• Tasks for this exercise:
1) Please transcribe the stretch of the fermented milk passage from "The microbial load" through "of faecal contaminants.".
2) Answer these questions from the fermented milk passage:
(a) What range of pH did the 'nono' samples show?
(b) In how many samples each of yoghurt and 'nono' was Escherichia coli isolated?
(c) What was the result of the coliform test in this study?
3) Resume the fermented milk passage where it stops, and keep writing it.

• Text section:

* * * * * * *

The pH of the ‘nono’ samples in this study ranged from 4.00-4.39 (mean of 4.26)   which is in agreement with the report of21 and  of  the evaluation of the microbiological quality of locally fermented milk (‘Nono’) in Bauchi, a geographical zone of the northern part of Nigeria22.

The microbial load obtained in this study is an indication of the sanitary quality, safety and utility of the samples. It also reflects the conditions under which the product is manufactured such as contamination of raw materials and ingredients, the effectiveness of processing and the sanitary conditions of equipment and utensils at the processing plants.

Escherichia coli was isolated in two samples each of yoghurt and ‘nono’, and E. coli is a faecal organism. The  coliform test carried out in this study was negative and this agrees with another work carried out23. This is an indication of absence of faecal contaminants.

* * * * * * *

• Information supplied:

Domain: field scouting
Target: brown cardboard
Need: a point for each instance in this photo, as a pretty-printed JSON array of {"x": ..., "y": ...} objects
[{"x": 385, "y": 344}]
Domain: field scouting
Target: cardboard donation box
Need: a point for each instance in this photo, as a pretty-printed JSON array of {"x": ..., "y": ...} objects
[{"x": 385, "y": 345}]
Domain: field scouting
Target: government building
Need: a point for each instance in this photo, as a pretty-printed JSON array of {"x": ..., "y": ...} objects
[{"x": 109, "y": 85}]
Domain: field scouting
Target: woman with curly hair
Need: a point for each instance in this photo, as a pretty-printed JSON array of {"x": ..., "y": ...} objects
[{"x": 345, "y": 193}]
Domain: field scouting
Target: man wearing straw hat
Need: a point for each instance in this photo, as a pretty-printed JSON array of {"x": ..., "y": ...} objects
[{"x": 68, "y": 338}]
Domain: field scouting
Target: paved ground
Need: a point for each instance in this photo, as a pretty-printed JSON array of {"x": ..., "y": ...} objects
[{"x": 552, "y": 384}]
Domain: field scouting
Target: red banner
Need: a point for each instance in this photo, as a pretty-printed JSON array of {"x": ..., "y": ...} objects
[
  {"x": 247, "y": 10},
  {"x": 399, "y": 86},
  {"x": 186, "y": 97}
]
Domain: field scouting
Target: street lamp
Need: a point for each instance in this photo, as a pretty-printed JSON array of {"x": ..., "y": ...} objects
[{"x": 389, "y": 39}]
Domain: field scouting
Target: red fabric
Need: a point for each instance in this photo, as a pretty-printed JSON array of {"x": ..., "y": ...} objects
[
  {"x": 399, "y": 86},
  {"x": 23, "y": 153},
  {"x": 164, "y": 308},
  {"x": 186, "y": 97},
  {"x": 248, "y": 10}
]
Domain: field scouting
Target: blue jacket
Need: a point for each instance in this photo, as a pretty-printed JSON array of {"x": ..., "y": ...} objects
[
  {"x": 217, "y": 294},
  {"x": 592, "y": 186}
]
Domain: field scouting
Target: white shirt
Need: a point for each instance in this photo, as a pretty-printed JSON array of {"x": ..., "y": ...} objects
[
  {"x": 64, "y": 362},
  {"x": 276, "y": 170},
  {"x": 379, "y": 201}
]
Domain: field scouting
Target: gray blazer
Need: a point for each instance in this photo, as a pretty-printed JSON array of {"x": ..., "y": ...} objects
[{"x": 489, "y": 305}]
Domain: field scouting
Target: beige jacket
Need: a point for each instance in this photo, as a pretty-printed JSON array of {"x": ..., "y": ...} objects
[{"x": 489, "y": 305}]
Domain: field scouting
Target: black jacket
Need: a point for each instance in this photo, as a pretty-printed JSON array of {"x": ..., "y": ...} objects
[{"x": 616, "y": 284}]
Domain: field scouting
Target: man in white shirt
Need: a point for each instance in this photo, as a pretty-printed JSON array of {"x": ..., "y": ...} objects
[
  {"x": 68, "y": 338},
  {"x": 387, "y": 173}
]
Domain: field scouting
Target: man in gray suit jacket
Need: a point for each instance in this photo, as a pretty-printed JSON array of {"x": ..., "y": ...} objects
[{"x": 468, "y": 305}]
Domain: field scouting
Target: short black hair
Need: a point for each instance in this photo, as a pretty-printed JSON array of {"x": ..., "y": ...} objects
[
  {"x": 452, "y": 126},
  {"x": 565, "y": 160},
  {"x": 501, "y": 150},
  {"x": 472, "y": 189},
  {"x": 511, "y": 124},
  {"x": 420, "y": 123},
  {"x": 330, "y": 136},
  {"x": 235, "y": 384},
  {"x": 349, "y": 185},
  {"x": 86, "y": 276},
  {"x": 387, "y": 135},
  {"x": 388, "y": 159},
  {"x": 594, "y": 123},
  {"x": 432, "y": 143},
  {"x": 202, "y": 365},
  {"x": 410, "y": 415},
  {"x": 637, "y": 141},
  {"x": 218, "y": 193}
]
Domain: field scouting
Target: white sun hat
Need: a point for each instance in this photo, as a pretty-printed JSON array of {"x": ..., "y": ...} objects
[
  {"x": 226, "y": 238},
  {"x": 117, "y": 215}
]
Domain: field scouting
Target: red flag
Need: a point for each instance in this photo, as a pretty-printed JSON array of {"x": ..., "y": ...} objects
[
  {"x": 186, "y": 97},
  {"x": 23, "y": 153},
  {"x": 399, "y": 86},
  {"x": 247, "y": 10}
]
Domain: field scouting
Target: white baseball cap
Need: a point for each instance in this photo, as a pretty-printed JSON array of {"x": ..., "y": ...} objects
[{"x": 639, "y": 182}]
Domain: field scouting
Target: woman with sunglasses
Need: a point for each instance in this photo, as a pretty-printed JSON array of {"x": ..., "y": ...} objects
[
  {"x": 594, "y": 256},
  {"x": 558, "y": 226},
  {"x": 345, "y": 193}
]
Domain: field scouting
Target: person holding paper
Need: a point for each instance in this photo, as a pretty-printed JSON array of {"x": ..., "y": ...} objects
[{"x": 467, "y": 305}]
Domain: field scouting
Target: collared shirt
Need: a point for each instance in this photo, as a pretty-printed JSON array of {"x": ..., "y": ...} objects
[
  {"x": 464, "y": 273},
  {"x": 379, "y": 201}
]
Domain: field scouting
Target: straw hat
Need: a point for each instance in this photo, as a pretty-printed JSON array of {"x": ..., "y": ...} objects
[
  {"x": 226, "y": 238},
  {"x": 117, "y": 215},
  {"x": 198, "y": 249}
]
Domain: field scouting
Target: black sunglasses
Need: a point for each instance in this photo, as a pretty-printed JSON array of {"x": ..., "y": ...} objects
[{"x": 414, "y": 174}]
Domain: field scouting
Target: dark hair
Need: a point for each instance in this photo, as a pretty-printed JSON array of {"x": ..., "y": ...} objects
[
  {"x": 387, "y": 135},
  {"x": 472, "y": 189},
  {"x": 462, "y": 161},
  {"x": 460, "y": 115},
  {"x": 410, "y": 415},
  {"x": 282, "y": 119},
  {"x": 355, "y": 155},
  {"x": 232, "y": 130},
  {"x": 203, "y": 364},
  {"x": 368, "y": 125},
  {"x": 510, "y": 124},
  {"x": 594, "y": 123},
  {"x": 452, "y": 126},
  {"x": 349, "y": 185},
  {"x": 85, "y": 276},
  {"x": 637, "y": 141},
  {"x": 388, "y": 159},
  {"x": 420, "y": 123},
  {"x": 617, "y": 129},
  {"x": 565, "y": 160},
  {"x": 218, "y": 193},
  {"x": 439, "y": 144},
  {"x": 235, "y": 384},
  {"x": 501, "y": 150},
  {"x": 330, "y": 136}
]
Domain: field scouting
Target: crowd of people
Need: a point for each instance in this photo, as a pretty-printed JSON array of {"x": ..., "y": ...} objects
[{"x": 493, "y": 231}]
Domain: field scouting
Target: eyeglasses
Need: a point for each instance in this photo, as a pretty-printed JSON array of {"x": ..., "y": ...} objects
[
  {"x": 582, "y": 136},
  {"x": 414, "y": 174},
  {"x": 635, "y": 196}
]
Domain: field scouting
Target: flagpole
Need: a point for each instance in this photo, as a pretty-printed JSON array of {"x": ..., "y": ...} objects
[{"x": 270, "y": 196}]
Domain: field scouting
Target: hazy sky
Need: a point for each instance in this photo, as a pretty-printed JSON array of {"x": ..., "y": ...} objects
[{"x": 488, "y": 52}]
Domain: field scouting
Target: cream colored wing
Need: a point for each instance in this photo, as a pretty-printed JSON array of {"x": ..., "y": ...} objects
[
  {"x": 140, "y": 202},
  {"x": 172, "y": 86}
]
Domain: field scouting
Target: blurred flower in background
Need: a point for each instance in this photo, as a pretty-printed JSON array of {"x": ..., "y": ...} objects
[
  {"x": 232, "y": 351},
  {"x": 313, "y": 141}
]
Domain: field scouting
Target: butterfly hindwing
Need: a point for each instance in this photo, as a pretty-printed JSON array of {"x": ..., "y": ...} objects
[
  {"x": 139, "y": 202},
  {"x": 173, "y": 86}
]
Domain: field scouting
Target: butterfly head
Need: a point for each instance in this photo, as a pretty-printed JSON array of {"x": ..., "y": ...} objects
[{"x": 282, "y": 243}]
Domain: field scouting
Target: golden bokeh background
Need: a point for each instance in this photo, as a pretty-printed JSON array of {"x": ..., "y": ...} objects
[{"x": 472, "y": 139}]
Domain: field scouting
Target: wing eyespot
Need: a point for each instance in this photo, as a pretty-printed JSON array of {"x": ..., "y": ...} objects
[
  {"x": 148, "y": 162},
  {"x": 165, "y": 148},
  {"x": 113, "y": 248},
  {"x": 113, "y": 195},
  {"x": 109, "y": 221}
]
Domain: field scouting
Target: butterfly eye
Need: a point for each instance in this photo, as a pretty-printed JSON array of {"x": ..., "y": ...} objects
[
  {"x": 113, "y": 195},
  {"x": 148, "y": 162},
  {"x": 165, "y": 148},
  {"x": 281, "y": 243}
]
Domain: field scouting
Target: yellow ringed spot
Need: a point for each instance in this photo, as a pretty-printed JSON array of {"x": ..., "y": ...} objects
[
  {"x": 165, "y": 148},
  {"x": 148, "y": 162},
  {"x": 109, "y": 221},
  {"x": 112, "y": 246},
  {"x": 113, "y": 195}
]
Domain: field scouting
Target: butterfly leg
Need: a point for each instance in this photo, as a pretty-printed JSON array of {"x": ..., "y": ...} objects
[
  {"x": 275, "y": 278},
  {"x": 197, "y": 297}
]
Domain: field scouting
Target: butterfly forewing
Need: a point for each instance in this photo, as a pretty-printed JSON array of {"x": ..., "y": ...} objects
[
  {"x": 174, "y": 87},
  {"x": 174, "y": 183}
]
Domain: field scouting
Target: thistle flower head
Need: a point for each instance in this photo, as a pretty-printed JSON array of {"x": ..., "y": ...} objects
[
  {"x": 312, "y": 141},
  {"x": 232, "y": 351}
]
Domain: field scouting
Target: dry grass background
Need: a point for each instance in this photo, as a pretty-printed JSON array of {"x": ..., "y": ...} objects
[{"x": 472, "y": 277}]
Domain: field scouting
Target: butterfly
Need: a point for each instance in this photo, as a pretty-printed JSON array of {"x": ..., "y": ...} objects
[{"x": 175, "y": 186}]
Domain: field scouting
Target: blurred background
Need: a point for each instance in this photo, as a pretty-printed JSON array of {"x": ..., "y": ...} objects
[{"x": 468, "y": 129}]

* * * * * * *

• Answers to the exercises:
1)
The microbial load obtained in this study is an indication of the sanitary quality, safety and utility of the samples. It also reflects the conditions under which the product is manufactured such as contamination of raw materials and ingredients, the effectiveness of processing and the sanitary conditions of equipment and utensils at the processing plants.

Escherichia coli was isolated in two samples each of yoghurt and ‘nono’, and E. coli is a faecal organism. The  coliform test carried out in this study was negative and this agrees with another work carried out23. This is an indication of absence of faecal contaminants.

2)
(a) 4.00-4.39
(b) Two
(c) Negative

3)
Some of the organisms isolated in this study has also been reported by other workers. The results of the distribution of bacterial isolates in yoghurt samples agrees with other works who reported the presence of  Staphylococcus spp, Klebsiella spp and Pseudomonas spp in yoghurts24,25,26.  Results of the statistical analysis carried out for the two locations, Tipper garage and Oja oba which had the lowest and highest distribution of isolates respectively, showed that there was no significant difference in the organisms isolated irrespective of the different location at P≤ 0.05.

The organisms obtained from this study is similar to those obtained from work in which Staphylococcus spp, Klebsiella spp and Pseudomonas spp were isolated from the assessment of bacteria in yoghurt sold in Awka metropolis26.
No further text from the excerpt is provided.